WHAT THE EXERCISE ASKS: Rewrite the lines from the one containing "Would you mind pinning the awning" through the end of the items, swapping "Coordinates" for "Points" and keeping everything else the same.

(Rows from a pointing dataset)
= = = = =

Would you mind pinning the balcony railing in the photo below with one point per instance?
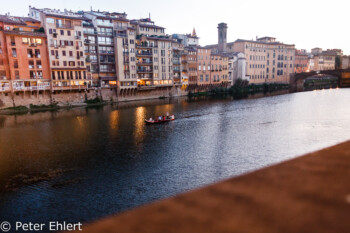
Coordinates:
(140, 70)
(67, 26)
(4, 88)
(145, 63)
(146, 46)
(144, 54)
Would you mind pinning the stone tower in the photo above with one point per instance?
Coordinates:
(222, 30)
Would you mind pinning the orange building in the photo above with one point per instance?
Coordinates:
(191, 64)
(301, 63)
(24, 62)
(64, 32)
(216, 68)
(203, 61)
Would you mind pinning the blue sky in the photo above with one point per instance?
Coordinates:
(306, 24)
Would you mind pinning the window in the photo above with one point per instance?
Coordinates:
(14, 53)
(50, 20)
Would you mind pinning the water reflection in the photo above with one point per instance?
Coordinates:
(107, 160)
(140, 116)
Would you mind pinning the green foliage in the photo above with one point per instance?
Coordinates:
(97, 100)
(42, 106)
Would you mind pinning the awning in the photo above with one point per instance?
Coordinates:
(109, 78)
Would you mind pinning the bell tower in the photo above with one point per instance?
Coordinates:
(222, 37)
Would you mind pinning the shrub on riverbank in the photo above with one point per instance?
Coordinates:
(97, 100)
(42, 106)
(17, 108)
(242, 89)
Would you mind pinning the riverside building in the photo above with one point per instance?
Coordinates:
(154, 55)
(100, 48)
(24, 66)
(267, 60)
(64, 32)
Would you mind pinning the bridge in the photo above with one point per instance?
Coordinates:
(320, 79)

= = = = =

THE OUTPUT:
Would you mind pinning the awning in the photo above with one point per instance?
Points:
(109, 78)
Would you mind pinning the bell tower in the photo above with one point per instance?
Points:
(222, 37)
Would you mind pinning the shrub on riverbank in the photo above with one point per instance?
Points:
(97, 100)
(42, 106)
(17, 108)
(242, 89)
Would you mind pinning the riverside building in the photo above with one point per instance?
Points:
(154, 55)
(100, 48)
(24, 66)
(267, 60)
(64, 32)
Would you mind pinning the bridge in the photo above with one point per instance?
Points:
(320, 79)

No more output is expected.